--- START Selected text ---

Under the Obama administration, family separations were not widespread but not unheard of either.


MCLEAN: Former Homeland Security secretary Jeh Johnson said separations were for health and safety concerns. The woman here had been deported alone once before and her lawyer won't say why, but says the fourth separation was unjustified.

ASHLEY HARRINGTON, IMMIGRATION ATTORNEY: At that time it was absolutely not the policy. It was against policy.

MCLEAN (on camera): Not everyone in this country probably has sympathy for you. What would you say to those people?

SALVADORIAN MOM (through translator): I can only say that this should no longer happen, that no kid is taken from their parents because it's a trauma the kids go through and it affects them and is impossible to forget.

MCLEAN (voice-over): Mother and daughter are now living together in Western Colorado. But they will still have to convince a judge that they are in genuine need of protection and there are no guarantees.

(on camera): Does that scare you?

SALVADORIAN MOM (through translator): Yes. For my life and my daughter's life.

MCLEAN: Scott McLean, CNN, Las Vegas.


BLACKWELL: White house press secretary Sarah Sanders said she was kicked out of a restaurant in Virginia because they works for President Trump.

Here is what she tweeted yesterday.

"Last night I was told by the owner of Red Hen in Lexington, Virginia (ph) to leave because I work for @POTUS and I politely left. Her action say far more about her than about me. I always do my best to treat people, including those I disagree with, respectfully and will continue to do so." [06:30:06]

PAUL: The owner of the Red Hen says she would do this again.

Stephanie Wilkinson told "The Washington Post" -- quote -- "I'm not a huge fan of confrontation. I have a business, and I want the business to thrive. This feels like the moment in our democracy when people have to make uncomfortable actions and decisions to uphold their morals."

BLACKWELL: But the fact that Sanders tweeted about all of this from her official White House account, that could be a bigger problem. Our senior media correspondent Brian Stelter joins us now.

--- END Selected text ---
--- START Records shown ---

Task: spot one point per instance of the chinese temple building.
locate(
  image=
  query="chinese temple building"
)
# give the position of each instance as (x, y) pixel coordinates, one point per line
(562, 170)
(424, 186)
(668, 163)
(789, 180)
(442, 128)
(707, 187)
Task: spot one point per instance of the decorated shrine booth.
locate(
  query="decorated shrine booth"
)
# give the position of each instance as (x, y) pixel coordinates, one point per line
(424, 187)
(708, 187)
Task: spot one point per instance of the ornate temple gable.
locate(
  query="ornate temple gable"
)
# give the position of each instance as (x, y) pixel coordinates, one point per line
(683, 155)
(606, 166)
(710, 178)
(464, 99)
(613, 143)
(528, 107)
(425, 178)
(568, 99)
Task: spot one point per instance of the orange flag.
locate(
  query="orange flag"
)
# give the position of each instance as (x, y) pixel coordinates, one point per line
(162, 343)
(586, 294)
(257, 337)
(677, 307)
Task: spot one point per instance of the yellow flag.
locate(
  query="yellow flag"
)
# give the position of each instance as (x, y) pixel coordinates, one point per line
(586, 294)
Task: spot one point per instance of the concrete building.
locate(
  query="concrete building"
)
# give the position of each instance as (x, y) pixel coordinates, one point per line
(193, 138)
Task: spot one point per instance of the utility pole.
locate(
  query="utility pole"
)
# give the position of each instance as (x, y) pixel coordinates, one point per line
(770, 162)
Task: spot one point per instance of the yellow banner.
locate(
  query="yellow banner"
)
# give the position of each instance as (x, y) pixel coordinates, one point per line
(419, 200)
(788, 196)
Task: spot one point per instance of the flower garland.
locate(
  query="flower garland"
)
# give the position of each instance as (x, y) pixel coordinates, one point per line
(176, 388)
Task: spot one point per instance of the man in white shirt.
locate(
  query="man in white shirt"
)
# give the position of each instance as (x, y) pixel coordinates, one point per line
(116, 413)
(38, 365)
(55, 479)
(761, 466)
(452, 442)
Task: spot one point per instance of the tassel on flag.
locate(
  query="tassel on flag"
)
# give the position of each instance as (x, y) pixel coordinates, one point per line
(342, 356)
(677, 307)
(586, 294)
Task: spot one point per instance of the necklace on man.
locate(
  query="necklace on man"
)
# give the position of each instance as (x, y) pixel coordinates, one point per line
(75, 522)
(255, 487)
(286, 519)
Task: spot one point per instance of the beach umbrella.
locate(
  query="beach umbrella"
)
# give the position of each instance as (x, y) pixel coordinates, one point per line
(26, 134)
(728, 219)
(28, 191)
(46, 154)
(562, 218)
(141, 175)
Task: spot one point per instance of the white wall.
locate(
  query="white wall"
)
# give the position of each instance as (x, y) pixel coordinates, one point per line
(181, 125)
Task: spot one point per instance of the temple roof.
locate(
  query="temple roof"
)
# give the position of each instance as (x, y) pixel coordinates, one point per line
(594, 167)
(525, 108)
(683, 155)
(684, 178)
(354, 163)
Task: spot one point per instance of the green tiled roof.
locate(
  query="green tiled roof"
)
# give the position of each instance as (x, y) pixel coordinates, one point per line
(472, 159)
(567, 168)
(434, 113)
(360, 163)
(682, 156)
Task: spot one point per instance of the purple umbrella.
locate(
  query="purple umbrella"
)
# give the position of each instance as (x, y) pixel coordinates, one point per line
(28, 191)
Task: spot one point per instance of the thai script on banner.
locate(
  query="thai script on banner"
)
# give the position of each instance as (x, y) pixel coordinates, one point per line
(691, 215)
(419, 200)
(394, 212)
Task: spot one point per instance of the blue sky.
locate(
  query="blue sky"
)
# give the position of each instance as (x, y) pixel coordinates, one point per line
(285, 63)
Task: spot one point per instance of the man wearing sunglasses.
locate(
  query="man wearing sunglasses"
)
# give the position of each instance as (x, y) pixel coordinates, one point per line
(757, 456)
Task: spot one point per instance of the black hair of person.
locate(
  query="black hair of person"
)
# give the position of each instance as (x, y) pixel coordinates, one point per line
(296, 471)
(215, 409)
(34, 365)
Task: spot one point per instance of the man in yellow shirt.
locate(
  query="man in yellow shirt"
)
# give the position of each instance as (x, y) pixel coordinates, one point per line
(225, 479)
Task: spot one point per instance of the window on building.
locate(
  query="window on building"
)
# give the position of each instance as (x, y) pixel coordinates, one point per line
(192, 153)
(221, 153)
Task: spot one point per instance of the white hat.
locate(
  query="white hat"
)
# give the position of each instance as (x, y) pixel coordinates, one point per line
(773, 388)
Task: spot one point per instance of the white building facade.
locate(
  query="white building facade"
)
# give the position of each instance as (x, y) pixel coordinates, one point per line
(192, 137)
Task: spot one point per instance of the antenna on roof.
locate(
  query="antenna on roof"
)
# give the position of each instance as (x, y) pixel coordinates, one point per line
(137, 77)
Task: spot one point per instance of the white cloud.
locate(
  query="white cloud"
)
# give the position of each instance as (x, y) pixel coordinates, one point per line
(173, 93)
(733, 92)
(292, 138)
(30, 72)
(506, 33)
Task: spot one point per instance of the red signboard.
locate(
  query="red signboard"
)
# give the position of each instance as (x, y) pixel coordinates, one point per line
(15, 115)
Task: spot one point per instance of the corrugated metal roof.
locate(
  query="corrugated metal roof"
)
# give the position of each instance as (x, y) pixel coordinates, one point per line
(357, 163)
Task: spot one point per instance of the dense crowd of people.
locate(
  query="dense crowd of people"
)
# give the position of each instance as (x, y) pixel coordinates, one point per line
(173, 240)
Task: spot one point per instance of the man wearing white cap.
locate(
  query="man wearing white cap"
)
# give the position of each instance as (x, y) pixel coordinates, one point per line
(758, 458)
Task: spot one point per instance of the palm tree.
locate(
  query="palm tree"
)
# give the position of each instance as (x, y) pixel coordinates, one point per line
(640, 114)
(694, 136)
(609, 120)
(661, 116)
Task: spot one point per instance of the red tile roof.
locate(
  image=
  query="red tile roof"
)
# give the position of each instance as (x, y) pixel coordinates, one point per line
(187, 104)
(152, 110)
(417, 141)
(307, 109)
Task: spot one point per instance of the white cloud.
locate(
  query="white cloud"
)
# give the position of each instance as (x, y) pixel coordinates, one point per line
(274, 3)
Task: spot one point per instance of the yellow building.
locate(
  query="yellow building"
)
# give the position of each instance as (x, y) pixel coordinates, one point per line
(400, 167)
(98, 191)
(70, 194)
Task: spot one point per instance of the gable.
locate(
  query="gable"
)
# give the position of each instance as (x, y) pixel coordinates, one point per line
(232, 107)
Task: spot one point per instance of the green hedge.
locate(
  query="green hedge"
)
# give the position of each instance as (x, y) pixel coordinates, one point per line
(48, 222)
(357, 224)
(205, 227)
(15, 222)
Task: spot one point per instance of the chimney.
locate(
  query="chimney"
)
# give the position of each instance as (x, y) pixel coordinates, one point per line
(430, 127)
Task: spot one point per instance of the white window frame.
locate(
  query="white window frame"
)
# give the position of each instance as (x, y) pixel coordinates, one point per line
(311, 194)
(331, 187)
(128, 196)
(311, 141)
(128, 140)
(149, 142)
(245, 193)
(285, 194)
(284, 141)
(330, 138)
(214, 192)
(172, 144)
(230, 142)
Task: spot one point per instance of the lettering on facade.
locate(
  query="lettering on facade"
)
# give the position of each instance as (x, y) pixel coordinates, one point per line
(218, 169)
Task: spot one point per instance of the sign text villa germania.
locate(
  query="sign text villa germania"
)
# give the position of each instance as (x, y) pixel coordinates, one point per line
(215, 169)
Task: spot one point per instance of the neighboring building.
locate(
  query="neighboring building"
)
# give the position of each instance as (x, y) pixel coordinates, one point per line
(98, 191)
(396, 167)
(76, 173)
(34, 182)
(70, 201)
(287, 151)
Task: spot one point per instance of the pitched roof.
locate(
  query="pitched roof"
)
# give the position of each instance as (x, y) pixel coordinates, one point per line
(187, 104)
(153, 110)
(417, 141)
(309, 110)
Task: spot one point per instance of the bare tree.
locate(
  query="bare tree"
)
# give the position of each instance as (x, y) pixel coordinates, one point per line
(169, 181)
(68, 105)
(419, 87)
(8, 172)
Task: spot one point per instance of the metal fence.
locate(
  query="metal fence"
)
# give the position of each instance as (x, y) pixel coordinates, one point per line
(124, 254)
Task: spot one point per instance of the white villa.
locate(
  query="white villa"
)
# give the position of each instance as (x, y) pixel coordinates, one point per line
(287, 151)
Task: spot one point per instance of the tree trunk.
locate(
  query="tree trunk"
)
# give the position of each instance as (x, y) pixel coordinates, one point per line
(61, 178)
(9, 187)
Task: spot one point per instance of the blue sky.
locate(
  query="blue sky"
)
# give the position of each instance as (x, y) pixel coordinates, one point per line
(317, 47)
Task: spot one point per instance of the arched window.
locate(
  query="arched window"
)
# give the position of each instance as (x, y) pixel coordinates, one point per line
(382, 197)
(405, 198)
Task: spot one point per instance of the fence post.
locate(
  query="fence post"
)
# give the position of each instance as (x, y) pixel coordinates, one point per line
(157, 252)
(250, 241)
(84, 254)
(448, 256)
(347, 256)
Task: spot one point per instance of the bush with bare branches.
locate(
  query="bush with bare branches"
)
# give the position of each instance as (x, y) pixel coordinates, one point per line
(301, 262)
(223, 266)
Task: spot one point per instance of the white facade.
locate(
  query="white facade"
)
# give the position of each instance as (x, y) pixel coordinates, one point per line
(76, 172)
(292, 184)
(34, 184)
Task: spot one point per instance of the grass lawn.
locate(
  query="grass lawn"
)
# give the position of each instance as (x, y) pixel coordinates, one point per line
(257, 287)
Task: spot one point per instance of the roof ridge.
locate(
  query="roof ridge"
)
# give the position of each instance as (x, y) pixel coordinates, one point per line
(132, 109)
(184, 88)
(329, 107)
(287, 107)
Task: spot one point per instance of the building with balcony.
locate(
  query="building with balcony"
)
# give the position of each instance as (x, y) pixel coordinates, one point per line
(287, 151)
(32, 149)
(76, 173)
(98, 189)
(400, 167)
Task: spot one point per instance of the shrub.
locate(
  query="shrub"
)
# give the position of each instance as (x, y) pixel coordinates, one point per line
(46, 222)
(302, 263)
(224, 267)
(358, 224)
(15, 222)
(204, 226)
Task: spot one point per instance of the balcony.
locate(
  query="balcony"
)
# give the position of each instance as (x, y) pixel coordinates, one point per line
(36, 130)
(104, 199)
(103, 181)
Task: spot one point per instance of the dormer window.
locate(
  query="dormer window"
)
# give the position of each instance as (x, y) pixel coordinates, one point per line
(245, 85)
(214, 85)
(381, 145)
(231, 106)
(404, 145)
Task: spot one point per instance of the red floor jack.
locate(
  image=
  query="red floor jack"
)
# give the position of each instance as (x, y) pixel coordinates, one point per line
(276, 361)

--- END Records shown ---

§ Directive
According to the news transcript, where are the mother and daughter now living together?

§ The output
Western Colorado